#### DIRECTIONS
Please add 147 to every coordinate in the answer points, leaving the sample output points unchanged, and write out again the part of the data that opens with its first line and closes with the line containing "point(189, 303)", requests included. Leave the pictures out of your answer.

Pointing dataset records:
- - - - - - -
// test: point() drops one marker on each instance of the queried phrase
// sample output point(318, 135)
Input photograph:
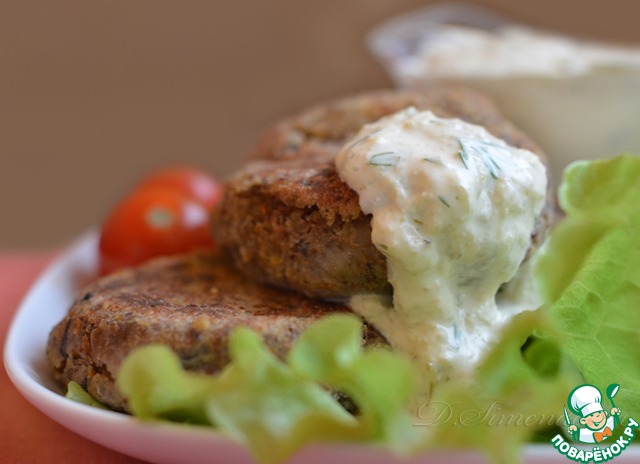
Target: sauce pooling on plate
point(453, 208)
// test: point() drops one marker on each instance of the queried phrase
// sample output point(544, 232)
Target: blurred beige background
point(94, 94)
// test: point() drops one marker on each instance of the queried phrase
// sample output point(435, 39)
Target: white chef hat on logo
point(586, 400)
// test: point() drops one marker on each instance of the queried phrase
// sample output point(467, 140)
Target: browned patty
point(287, 219)
point(190, 303)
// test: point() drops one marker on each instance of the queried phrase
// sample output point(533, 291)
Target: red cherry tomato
point(152, 222)
point(192, 181)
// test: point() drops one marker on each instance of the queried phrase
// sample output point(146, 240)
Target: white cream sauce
point(464, 51)
point(453, 208)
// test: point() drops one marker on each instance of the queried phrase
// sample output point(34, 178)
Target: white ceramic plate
point(47, 303)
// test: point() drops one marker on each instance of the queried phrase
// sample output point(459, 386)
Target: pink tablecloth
point(27, 435)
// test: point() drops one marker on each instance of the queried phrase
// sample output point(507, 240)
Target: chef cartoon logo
point(594, 424)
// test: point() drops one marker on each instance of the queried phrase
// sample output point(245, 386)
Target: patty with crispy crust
point(287, 219)
point(189, 303)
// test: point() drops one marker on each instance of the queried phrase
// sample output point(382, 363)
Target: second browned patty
point(190, 303)
point(287, 219)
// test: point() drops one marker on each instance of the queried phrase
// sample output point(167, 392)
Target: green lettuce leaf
point(518, 392)
point(589, 273)
point(272, 407)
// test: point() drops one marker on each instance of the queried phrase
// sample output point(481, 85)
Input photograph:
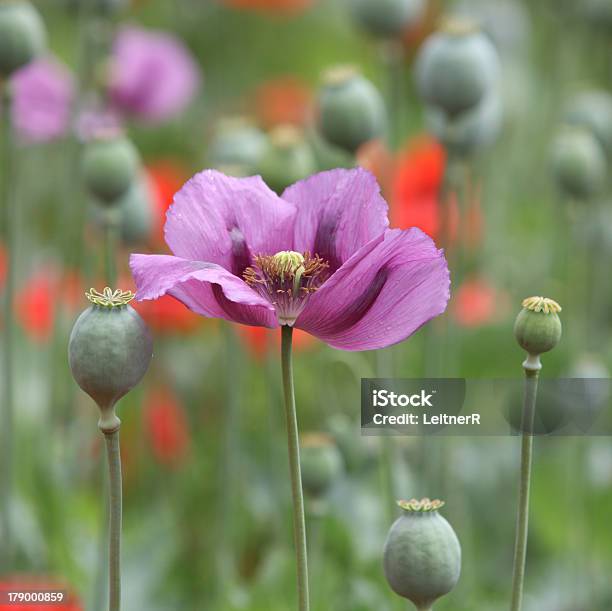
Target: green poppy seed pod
point(22, 35)
point(286, 159)
point(538, 327)
point(351, 109)
point(237, 145)
point(593, 111)
point(109, 351)
point(110, 165)
point(321, 464)
point(422, 555)
point(578, 163)
point(386, 18)
point(456, 67)
point(136, 212)
point(471, 131)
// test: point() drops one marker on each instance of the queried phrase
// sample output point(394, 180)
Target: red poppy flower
point(167, 428)
point(31, 583)
point(284, 100)
point(476, 302)
point(416, 188)
point(260, 340)
point(282, 6)
point(35, 305)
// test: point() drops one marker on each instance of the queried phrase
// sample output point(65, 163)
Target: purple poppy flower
point(43, 92)
point(153, 75)
point(320, 258)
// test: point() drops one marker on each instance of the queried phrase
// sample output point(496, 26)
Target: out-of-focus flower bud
point(456, 67)
point(286, 159)
point(470, 131)
point(387, 18)
point(109, 351)
point(22, 35)
point(136, 212)
point(351, 109)
point(236, 147)
point(422, 555)
point(538, 327)
point(593, 110)
point(321, 464)
point(578, 163)
point(109, 168)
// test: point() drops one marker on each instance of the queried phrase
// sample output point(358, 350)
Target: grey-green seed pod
point(351, 109)
point(538, 327)
point(237, 145)
point(110, 165)
point(386, 18)
point(472, 130)
point(578, 163)
point(321, 464)
point(22, 35)
point(456, 67)
point(422, 555)
point(593, 110)
point(136, 212)
point(286, 159)
point(109, 351)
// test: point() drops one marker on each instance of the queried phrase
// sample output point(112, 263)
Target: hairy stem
point(522, 519)
point(115, 502)
point(8, 228)
point(299, 524)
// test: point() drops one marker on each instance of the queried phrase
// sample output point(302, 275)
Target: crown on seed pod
point(538, 327)
point(422, 555)
point(109, 351)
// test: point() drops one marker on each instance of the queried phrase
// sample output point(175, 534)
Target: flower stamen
point(287, 279)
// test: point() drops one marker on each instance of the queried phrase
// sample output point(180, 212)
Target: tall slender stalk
point(522, 520)
point(6, 415)
point(299, 523)
point(115, 506)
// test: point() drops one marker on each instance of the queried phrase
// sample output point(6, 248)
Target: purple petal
point(338, 212)
point(42, 97)
point(205, 288)
point(154, 75)
point(228, 220)
point(382, 295)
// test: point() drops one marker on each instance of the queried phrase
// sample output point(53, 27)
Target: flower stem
point(522, 520)
point(110, 245)
point(8, 227)
point(299, 524)
point(114, 559)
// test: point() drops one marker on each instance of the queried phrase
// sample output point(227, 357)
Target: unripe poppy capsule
point(22, 35)
point(456, 67)
point(110, 165)
point(386, 18)
point(422, 555)
point(579, 163)
point(321, 464)
point(237, 145)
point(351, 109)
point(286, 158)
point(538, 327)
point(109, 351)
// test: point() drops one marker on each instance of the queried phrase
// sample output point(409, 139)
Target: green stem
point(110, 246)
point(299, 524)
point(114, 559)
point(522, 520)
point(8, 212)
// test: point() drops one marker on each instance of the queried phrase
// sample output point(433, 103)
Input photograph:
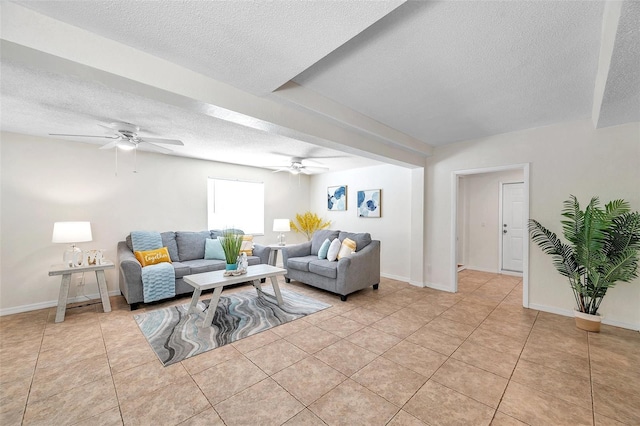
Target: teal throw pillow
point(324, 249)
point(213, 249)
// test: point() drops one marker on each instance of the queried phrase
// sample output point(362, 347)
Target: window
point(236, 204)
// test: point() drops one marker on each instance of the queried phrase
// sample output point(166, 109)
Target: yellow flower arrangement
point(308, 223)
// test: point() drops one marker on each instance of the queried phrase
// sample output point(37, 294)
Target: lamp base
point(72, 256)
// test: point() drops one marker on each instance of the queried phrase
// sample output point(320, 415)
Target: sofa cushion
point(198, 266)
point(301, 263)
point(324, 249)
point(152, 257)
point(181, 269)
point(191, 244)
point(319, 237)
point(324, 268)
point(362, 239)
point(347, 248)
point(334, 249)
point(169, 241)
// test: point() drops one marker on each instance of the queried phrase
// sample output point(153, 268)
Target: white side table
point(275, 248)
point(67, 271)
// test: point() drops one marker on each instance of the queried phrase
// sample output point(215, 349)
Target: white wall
point(569, 158)
point(393, 229)
point(480, 218)
point(47, 180)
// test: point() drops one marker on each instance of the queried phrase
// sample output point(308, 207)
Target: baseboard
point(395, 277)
point(477, 268)
point(440, 287)
point(511, 273)
point(568, 313)
point(52, 303)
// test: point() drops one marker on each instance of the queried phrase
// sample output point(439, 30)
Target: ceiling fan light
point(126, 145)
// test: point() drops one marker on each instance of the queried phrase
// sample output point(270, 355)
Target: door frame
point(455, 178)
point(501, 269)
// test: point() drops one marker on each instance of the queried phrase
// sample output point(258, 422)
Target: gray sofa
point(352, 273)
point(186, 250)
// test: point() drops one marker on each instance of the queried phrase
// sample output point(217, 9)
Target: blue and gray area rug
point(176, 335)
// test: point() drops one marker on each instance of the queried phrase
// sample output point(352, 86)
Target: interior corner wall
point(568, 158)
point(393, 228)
point(480, 218)
point(45, 180)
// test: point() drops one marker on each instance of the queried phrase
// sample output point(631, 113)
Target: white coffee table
point(216, 280)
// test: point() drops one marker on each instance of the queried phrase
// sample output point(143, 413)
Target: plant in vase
point(308, 223)
point(231, 243)
point(602, 249)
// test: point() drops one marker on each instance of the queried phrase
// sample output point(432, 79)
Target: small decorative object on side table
point(67, 271)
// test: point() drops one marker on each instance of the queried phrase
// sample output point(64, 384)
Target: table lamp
point(71, 233)
point(281, 226)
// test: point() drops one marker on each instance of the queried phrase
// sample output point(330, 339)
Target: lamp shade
point(281, 225)
point(71, 232)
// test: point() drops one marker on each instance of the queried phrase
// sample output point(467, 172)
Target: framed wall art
point(369, 203)
point(337, 198)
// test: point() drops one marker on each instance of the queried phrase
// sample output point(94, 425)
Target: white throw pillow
point(334, 248)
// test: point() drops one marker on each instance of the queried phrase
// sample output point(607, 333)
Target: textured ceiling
point(398, 75)
point(450, 71)
point(253, 45)
point(621, 103)
point(36, 100)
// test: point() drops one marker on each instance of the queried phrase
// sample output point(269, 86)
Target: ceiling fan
point(299, 165)
point(125, 136)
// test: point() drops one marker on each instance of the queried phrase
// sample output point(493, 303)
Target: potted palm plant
point(231, 243)
point(308, 223)
point(602, 249)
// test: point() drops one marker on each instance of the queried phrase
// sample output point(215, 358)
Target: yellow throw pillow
point(247, 245)
point(152, 257)
point(348, 247)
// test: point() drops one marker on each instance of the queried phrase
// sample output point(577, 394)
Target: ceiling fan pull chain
point(135, 160)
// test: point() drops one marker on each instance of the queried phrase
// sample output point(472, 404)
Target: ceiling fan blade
point(83, 136)
point(148, 146)
point(109, 145)
point(160, 140)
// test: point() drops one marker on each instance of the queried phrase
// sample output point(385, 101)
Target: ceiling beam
point(307, 99)
point(610, 20)
point(48, 44)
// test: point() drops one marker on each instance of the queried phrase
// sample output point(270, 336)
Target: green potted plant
point(231, 243)
point(602, 249)
point(308, 223)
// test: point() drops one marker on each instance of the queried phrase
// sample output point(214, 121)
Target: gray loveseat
point(351, 273)
point(186, 250)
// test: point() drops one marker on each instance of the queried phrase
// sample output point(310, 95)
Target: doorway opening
point(458, 205)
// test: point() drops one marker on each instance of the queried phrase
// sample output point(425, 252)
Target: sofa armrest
point(360, 269)
point(130, 271)
point(262, 252)
point(297, 250)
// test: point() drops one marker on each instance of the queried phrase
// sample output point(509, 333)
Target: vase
point(588, 322)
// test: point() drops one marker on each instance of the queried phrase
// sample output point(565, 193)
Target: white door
point(513, 227)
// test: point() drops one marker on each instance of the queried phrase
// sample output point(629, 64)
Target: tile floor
point(400, 355)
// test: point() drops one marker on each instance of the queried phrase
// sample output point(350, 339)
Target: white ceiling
point(362, 81)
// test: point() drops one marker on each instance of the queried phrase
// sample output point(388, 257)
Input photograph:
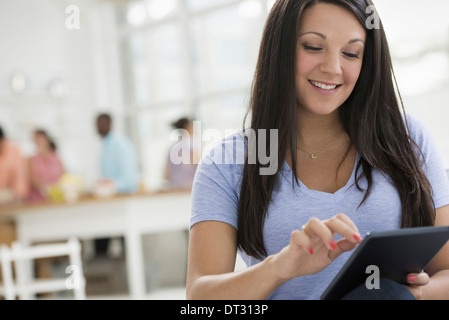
- - - - - - -
#### RESPONSE TO THIS TASK
// test: point() drops one marker on each instance of the queried phrase
// sample output point(318, 135)
Input photograph:
Target: sauce pooling on plate
point(600, 355)
// test: point() drops one marker on each instance of the queried phrase
// sample output point(544, 232)
Target: blurred beige background
point(241, 241)
// test: point() drops one marker on each instance of the queried phrase
// sample output point(435, 39)
Target: white chef hat on logo
point(733, 547)
// test: point() drops one marker on each instance of the queried phrase
// sample output point(467, 140)
Target: browned patty
point(434, 366)
point(337, 450)
// test: point() drops one marker on each instance of the queried phrase
// sample output point(533, 291)
Target: red cherry tomato
point(299, 369)
point(339, 328)
// test: point() drops one marker on each instance of the queried phrase
// sample output point(146, 240)
Target: white cream sauce
point(611, 198)
point(600, 355)
// test: point() drops one marker on each instance of the queried phrase
// sample output point(34, 178)
Target: white ceramic plate
point(194, 450)
// test: point() drops one marker on each instance of the queried phrase
// sample output point(459, 386)
Target: pink tablecloth
point(174, 582)
// test: point() drops one marker on each instance of the queried phrase
// sample output point(507, 240)
Target: chef cartoon logo
point(741, 571)
// test: point() drops one marker on each instance of the queried phrase
// sample output point(245, 386)
Target: patty with crispy crust
point(434, 366)
point(336, 450)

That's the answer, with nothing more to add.